Brief:
Reproduce verbatim the part of the records that opens with the line containing "Locate black foam" and closes with the line containing "[507,188,538,202]", including both of those lines.

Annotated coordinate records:

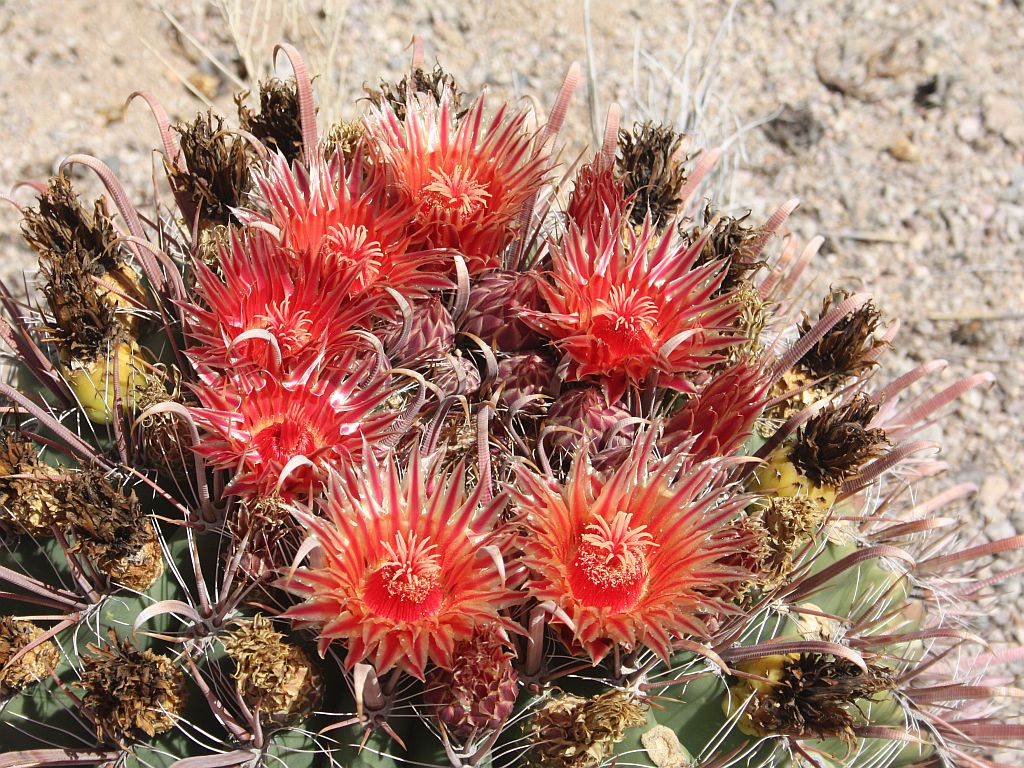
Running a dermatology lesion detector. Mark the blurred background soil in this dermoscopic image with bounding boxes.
[0,0,1024,641]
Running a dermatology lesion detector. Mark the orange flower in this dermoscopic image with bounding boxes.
[187,230,376,383]
[367,90,547,274]
[520,221,737,402]
[240,153,451,297]
[513,434,748,664]
[191,362,395,499]
[285,453,516,679]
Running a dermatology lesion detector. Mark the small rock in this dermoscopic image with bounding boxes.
[188,72,220,99]
[913,75,950,110]
[889,136,921,163]
[978,475,1010,507]
[981,93,1024,146]
[956,115,983,142]
[985,517,1017,542]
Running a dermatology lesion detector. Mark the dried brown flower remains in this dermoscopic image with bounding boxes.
[0,616,60,693]
[56,470,164,592]
[686,206,766,295]
[791,395,890,487]
[797,289,886,383]
[223,615,323,724]
[364,65,469,120]
[166,112,252,229]
[530,690,646,768]
[754,496,826,590]
[0,429,60,536]
[615,121,686,231]
[22,175,129,358]
[234,78,302,163]
[76,630,185,749]
[744,653,896,739]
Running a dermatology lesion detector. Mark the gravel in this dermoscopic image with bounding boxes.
[0,0,1024,642]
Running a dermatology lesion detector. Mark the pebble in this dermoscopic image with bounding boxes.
[981,93,1024,146]
[978,475,1010,508]
[956,115,984,143]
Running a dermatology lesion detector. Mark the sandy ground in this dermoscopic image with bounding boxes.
[0,0,1024,641]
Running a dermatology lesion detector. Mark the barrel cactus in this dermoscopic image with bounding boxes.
[0,39,1024,768]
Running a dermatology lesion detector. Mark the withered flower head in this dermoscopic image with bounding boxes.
[797,289,886,383]
[530,689,646,768]
[22,175,124,269]
[223,615,323,725]
[751,496,826,591]
[75,630,185,749]
[166,112,252,229]
[686,206,767,294]
[791,395,890,487]
[234,78,302,163]
[364,63,469,121]
[22,176,130,358]
[0,428,59,536]
[132,362,196,480]
[615,121,686,232]
[732,653,896,739]
[227,495,306,580]
[0,616,60,693]
[56,470,164,592]
[324,120,362,160]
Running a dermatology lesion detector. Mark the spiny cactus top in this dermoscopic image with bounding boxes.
[0,40,1024,768]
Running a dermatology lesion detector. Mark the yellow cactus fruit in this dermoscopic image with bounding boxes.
[748,445,838,509]
[68,341,145,424]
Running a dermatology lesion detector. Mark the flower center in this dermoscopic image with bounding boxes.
[590,287,657,362]
[242,304,313,362]
[569,512,657,613]
[417,168,490,221]
[252,421,316,464]
[366,534,442,622]
[318,224,384,294]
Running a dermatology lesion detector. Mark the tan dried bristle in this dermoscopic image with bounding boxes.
[0,616,60,692]
[324,120,364,160]
[74,630,185,749]
[0,429,60,536]
[57,470,164,592]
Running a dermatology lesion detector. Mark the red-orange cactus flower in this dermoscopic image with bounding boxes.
[662,360,770,462]
[193,356,395,500]
[565,153,632,237]
[242,153,451,296]
[187,231,375,383]
[285,452,516,679]
[367,90,547,274]
[513,434,748,664]
[520,221,737,402]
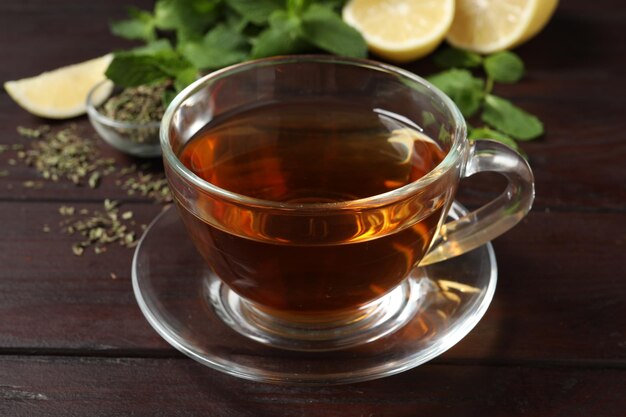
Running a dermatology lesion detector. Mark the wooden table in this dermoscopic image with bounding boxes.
[0,0,626,417]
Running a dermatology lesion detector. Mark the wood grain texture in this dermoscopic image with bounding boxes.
[0,357,626,417]
[0,203,626,363]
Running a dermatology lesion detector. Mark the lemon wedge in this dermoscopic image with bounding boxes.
[343,0,454,62]
[447,0,558,54]
[4,54,113,119]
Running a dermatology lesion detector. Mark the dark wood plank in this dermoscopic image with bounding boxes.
[0,203,626,363]
[0,357,626,417]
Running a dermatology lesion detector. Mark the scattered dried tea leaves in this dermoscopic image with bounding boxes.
[59,199,144,256]
[16,124,115,188]
[17,125,50,139]
[22,180,43,190]
[115,165,172,203]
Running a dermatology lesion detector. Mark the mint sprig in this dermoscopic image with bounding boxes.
[428,48,544,149]
[106,0,360,95]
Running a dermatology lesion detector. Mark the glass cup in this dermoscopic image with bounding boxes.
[161,56,534,351]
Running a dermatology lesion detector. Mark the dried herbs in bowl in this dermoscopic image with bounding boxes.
[87,80,172,157]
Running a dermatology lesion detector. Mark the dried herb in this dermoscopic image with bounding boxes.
[16,125,115,188]
[115,165,172,203]
[59,199,144,256]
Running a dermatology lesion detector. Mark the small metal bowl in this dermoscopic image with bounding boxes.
[87,80,161,158]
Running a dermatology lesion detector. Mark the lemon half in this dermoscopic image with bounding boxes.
[4,54,113,119]
[343,0,454,62]
[447,0,558,54]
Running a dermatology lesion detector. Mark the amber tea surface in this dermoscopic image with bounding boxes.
[178,101,445,317]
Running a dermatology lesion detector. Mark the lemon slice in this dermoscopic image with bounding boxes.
[4,54,113,119]
[448,0,558,54]
[343,0,454,62]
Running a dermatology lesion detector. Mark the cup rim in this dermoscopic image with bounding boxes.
[159,55,467,211]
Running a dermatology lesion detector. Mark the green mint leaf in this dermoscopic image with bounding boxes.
[467,126,519,150]
[427,69,485,118]
[483,51,524,84]
[287,0,310,17]
[317,0,348,12]
[302,4,367,58]
[110,7,156,42]
[127,39,174,55]
[481,95,543,140]
[179,24,250,70]
[154,0,221,41]
[433,47,483,69]
[226,0,285,25]
[252,10,311,58]
[105,50,191,87]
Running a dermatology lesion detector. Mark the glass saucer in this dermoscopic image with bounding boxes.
[132,203,497,385]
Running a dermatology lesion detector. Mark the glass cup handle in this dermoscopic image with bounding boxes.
[419,139,535,266]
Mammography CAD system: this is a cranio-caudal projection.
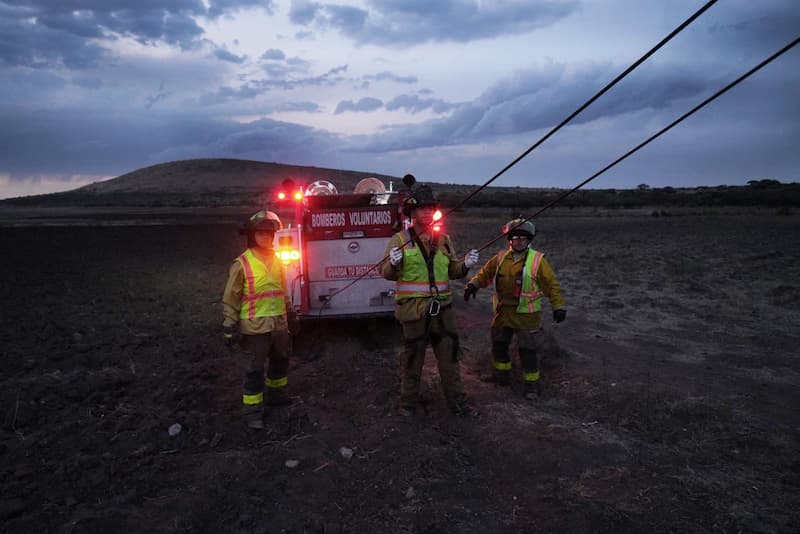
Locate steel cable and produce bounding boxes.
[478,37,800,251]
[330,0,718,298]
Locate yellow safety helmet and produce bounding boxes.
[503,219,536,239]
[243,210,283,233]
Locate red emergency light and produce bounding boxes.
[275,248,300,264]
[431,210,442,233]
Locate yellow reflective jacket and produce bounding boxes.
[222,249,291,335]
[381,232,468,322]
[469,248,566,330]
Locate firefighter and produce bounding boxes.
[222,211,299,429]
[381,185,478,416]
[464,219,567,399]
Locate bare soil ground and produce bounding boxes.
[0,211,800,533]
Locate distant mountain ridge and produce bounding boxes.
[75,159,400,194]
[0,159,800,209]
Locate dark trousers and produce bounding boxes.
[242,330,292,414]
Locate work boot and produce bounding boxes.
[494,370,511,387]
[397,406,416,417]
[525,380,542,400]
[450,402,480,419]
[245,414,264,430]
[267,390,292,406]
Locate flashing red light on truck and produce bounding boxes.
[275,248,300,264]
[431,210,442,232]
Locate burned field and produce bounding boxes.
[0,210,800,533]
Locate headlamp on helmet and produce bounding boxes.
[242,210,283,234]
[503,219,536,239]
[403,185,439,217]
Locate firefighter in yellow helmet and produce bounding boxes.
[222,211,299,429]
[464,219,567,399]
[381,185,478,416]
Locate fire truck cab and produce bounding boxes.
[275,178,404,319]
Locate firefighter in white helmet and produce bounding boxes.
[222,211,299,429]
[381,181,478,416]
[464,219,567,399]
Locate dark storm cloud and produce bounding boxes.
[0,19,107,68]
[291,0,579,45]
[334,96,383,115]
[145,81,172,109]
[212,48,247,65]
[154,119,341,165]
[261,48,286,60]
[0,104,341,179]
[275,102,320,113]
[199,62,347,105]
[350,61,719,152]
[208,0,275,18]
[364,71,417,84]
[709,0,800,49]
[289,0,320,25]
[386,95,460,113]
[0,0,273,68]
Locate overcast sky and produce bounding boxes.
[0,0,800,198]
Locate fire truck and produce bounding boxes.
[275,178,434,319]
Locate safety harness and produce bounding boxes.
[406,228,460,367]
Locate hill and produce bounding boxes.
[0,159,800,211]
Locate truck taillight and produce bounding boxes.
[275,248,300,263]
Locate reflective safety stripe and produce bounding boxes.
[522,371,539,382]
[395,280,450,297]
[394,230,452,300]
[264,376,289,388]
[237,249,286,319]
[492,249,545,313]
[242,393,264,406]
[242,291,285,301]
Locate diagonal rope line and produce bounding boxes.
[478,37,800,251]
[330,0,718,298]
[442,0,717,225]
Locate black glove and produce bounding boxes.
[286,312,300,336]
[222,326,239,349]
[464,284,478,302]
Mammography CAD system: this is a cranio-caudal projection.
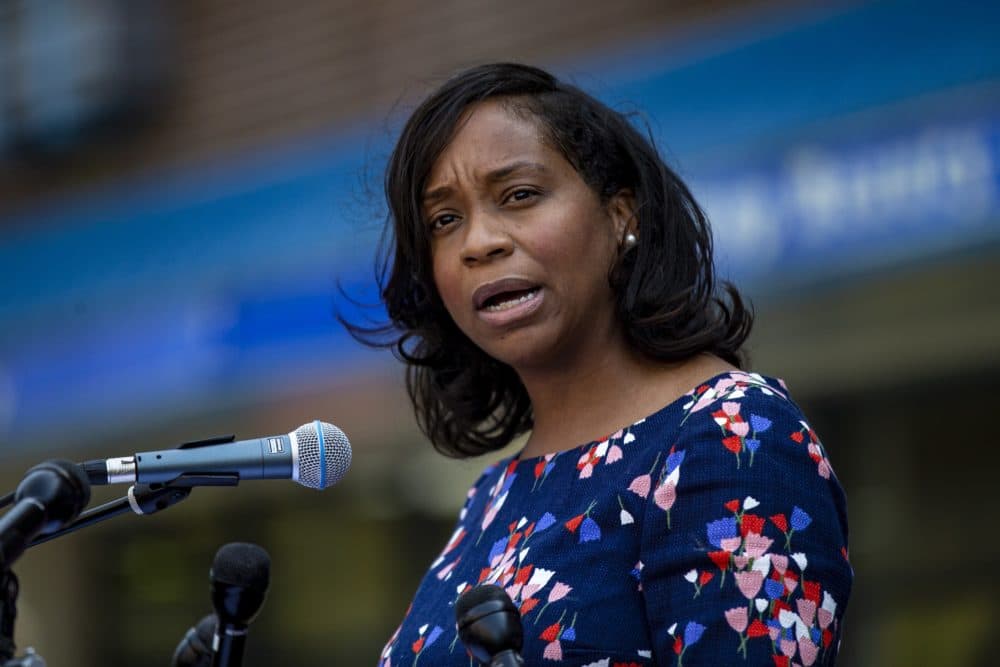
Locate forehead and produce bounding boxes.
[425,100,556,190]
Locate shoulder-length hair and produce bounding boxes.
[345,63,753,457]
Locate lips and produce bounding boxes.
[472,278,539,310]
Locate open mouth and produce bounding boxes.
[482,287,540,313]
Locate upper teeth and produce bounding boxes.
[486,288,538,311]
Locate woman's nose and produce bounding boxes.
[462,212,514,266]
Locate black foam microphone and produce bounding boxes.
[83,421,351,489]
[209,542,271,667]
[455,584,524,667]
[170,614,219,667]
[0,460,90,567]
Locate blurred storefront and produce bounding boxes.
[0,0,1000,667]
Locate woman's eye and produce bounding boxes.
[431,213,458,235]
[507,188,538,202]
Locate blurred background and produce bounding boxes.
[0,0,1000,667]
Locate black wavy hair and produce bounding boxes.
[344,63,753,457]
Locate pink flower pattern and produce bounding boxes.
[378,372,853,667]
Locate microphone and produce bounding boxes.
[170,614,218,667]
[455,584,524,667]
[0,460,90,568]
[209,542,271,667]
[82,421,351,489]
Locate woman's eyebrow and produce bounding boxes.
[485,160,549,183]
[422,160,549,206]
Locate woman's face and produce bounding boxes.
[423,100,631,372]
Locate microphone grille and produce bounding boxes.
[295,421,351,489]
[209,542,271,591]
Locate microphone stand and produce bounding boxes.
[28,474,240,548]
[0,474,240,667]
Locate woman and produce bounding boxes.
[355,64,852,667]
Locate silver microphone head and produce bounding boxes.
[288,420,351,489]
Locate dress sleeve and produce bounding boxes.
[638,383,853,667]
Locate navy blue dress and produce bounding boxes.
[378,372,853,667]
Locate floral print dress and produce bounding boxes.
[378,372,853,667]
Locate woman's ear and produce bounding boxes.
[608,188,639,245]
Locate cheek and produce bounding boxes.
[434,258,461,319]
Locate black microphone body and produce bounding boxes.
[170,614,218,667]
[209,542,271,667]
[83,421,351,489]
[455,584,524,667]
[0,460,90,568]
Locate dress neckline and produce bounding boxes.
[508,370,784,466]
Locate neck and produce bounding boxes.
[519,330,735,457]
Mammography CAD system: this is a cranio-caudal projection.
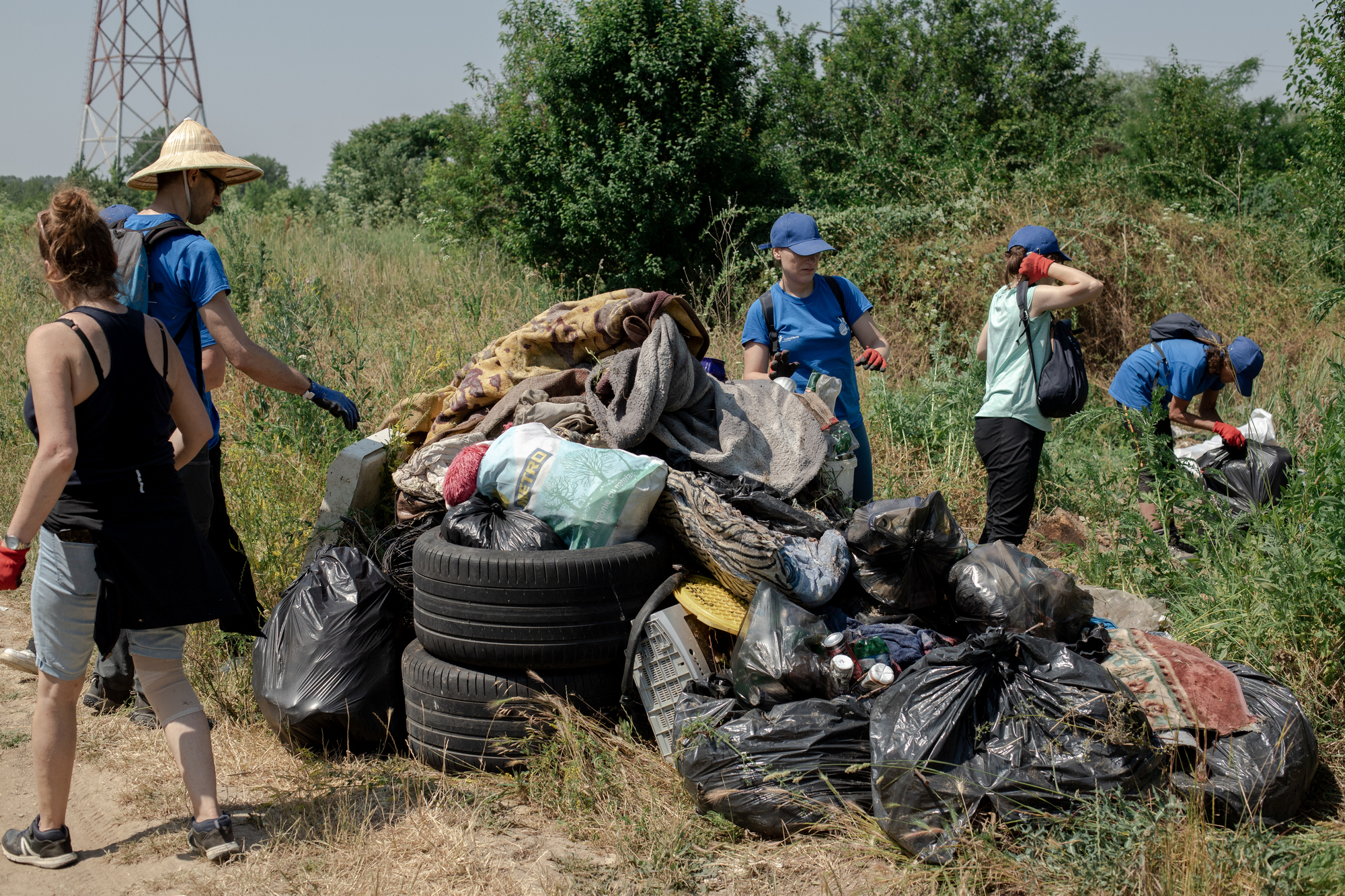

Exercise answer:
Locate black foam microphone and produce bounding boxes.
[83,421,351,489]
[209,542,271,667]
[455,584,524,667]
[170,614,219,667]
[0,460,90,567]
Locate blurred storefront and produce bounding boxes.
[0,0,1000,667]
Locate woman's eye and produce bounding boxes.
[431,213,458,235]
[507,188,538,202]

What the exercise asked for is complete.